== Work to do ==
Quote only the lines that start at the line with "at the pink-tinged" and run to the end of the entries; omit the pictures.

[Data records]
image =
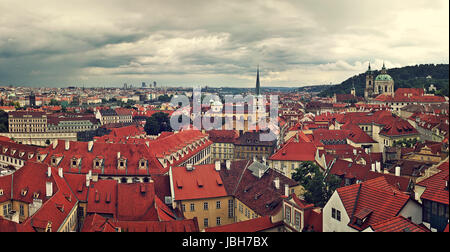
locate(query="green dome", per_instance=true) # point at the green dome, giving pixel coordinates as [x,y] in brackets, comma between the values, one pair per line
[384,77]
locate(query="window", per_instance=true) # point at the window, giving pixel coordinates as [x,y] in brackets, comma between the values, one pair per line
[230,208]
[336,214]
[288,214]
[297,219]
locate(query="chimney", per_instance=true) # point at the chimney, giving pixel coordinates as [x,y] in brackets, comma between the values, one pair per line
[88,180]
[15,217]
[378,166]
[217,165]
[90,145]
[397,171]
[276,182]
[48,189]
[228,164]
[286,190]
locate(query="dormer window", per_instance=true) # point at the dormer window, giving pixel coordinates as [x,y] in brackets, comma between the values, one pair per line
[75,162]
[121,163]
[142,164]
[24,192]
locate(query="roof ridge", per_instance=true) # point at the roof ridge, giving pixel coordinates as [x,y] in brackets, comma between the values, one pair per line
[356,201]
[240,178]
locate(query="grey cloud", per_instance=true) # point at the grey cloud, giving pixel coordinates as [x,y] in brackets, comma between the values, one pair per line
[101,40]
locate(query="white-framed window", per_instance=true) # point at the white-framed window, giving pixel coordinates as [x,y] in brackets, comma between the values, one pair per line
[335,214]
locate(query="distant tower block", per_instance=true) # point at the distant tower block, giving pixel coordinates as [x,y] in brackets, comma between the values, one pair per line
[32,99]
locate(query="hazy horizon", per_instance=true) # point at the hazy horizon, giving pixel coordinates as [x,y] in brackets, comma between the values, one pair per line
[215,43]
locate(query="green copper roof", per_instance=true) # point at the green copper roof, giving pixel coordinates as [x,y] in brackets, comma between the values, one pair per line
[384,77]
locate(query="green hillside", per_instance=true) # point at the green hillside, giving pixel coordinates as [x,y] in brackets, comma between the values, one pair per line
[404,77]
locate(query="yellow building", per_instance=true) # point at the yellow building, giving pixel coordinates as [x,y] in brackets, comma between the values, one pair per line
[198,191]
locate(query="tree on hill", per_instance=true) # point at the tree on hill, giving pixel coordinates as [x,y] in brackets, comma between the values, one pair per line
[404,77]
[318,187]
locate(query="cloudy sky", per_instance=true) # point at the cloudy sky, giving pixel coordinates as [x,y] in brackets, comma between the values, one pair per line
[214,42]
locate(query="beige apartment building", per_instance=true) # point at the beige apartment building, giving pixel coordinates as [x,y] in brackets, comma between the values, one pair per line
[27,122]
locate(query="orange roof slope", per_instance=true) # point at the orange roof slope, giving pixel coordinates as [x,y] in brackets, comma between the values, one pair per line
[202,182]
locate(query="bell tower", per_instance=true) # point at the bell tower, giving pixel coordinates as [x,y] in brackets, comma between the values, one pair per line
[368,91]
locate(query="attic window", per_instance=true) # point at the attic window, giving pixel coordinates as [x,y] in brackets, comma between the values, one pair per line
[60,207]
[142,188]
[97,196]
[179,184]
[199,182]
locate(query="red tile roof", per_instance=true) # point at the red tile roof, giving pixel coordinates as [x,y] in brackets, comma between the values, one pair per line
[202,182]
[436,186]
[375,195]
[108,152]
[240,182]
[296,151]
[97,223]
[398,224]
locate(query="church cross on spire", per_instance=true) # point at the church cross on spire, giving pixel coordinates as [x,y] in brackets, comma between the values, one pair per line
[257,82]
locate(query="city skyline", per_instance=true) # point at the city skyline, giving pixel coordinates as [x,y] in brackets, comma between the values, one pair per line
[214,43]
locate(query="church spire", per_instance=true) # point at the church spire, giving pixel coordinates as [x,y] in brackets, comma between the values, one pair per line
[257,82]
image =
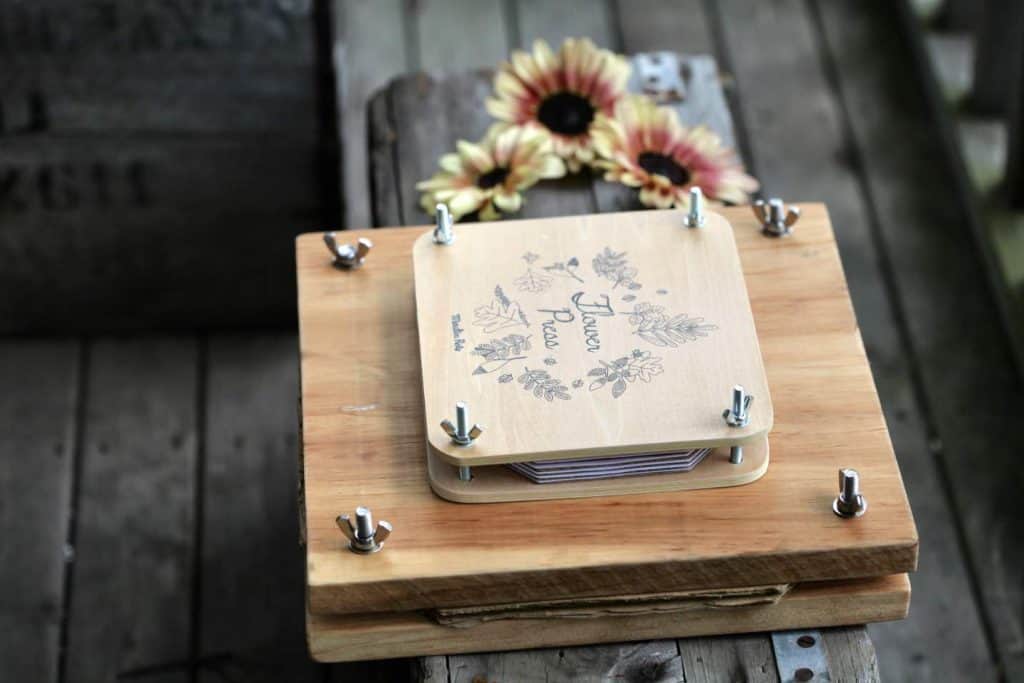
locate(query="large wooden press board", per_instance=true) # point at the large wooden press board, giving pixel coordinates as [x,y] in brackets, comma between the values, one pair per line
[364,444]
[526,322]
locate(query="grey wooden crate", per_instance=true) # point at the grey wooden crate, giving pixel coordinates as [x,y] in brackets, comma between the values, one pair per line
[156,160]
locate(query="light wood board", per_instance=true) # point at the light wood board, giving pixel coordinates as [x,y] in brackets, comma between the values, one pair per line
[343,638]
[364,436]
[498,483]
[587,336]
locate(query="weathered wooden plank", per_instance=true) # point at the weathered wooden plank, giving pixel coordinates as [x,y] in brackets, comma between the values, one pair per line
[429,114]
[430,670]
[967,381]
[384,181]
[554,22]
[851,655]
[73,29]
[112,231]
[723,659]
[364,60]
[127,125]
[155,94]
[652,660]
[800,150]
[251,588]
[651,26]
[37,412]
[134,528]
[460,34]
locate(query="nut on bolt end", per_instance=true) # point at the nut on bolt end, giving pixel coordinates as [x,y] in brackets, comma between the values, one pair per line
[695,217]
[347,256]
[776,219]
[849,503]
[738,415]
[460,432]
[363,537]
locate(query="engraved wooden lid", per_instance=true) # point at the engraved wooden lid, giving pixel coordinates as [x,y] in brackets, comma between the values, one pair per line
[587,336]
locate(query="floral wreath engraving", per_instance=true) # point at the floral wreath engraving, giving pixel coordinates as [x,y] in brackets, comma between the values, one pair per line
[499,352]
[623,372]
[532,282]
[565,268]
[501,312]
[543,385]
[654,327]
[613,266]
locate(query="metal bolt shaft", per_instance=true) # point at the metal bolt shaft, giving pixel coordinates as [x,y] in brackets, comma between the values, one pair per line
[443,233]
[364,523]
[738,402]
[849,483]
[695,217]
[850,502]
[461,420]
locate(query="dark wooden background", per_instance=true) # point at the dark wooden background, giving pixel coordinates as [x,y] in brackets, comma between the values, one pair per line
[156,159]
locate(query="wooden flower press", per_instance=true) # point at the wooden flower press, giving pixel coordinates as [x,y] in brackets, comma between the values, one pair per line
[597,337]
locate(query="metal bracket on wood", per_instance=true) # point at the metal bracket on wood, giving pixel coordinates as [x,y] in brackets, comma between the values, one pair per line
[800,656]
[660,76]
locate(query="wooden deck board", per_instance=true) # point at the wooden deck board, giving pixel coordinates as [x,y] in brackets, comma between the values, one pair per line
[964,367]
[251,587]
[800,150]
[132,577]
[37,439]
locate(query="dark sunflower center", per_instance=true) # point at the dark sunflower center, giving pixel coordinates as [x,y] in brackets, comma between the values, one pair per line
[566,114]
[667,166]
[493,177]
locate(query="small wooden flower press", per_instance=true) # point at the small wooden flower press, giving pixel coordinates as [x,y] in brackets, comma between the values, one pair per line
[619,486]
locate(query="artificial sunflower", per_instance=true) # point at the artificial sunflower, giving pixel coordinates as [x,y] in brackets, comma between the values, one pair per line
[487,177]
[561,93]
[645,146]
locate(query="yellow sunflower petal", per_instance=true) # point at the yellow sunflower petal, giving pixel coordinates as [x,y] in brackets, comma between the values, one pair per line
[508,202]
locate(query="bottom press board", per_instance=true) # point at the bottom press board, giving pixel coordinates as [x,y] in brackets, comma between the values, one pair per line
[344,638]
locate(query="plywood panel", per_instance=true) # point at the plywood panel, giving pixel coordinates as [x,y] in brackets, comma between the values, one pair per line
[516,318]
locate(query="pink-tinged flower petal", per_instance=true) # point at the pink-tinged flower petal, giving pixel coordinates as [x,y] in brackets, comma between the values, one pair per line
[580,74]
[476,156]
[646,146]
[468,201]
[508,202]
[551,167]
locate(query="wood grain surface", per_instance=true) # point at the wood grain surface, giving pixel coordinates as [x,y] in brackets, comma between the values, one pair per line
[364,436]
[339,638]
[566,326]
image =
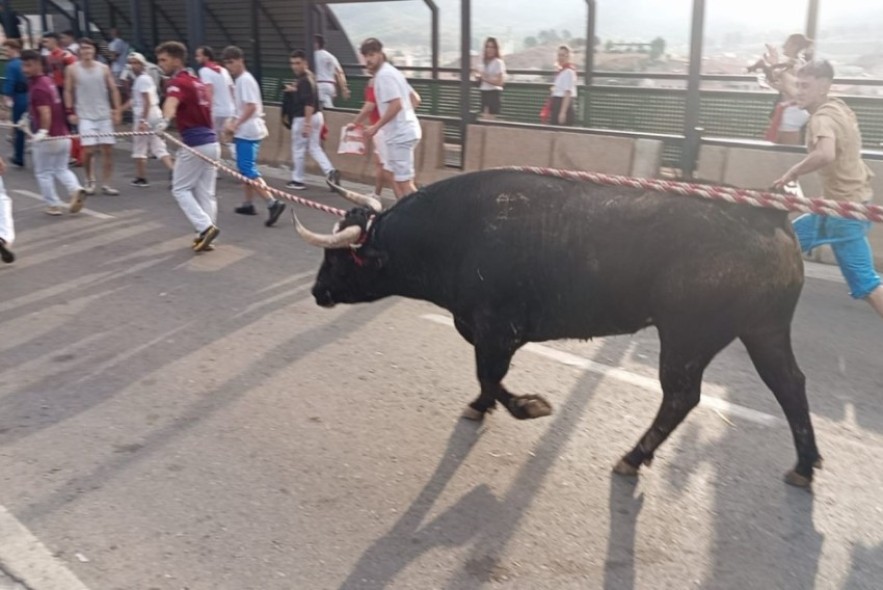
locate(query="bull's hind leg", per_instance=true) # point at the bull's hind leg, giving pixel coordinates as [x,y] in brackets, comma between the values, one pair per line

== Solution for this exercise ==
locate(query="pink-tinged flower petal", per_instance=true) # point at the pink-tinged flower petal, giving pixel coordinates as [x,y] in brackets, comma between the values, one pair per line
[580,74]
[476,156]
[646,146]
[468,201]
[508,202]
[551,167]
locate(query="wood grain surface", per_instance=true) # point at the wood grain surface, giving pixel coordinates as [x,y] in brackets, comma between the values, one pair per line
[364,436]
[339,638]
[566,326]
image =
locate(query="bull's hind leg", per_instance=true) # point at the bull's hind leg, giving pixel coordinates as [x,y] in brackets, comma between the values, one pair per line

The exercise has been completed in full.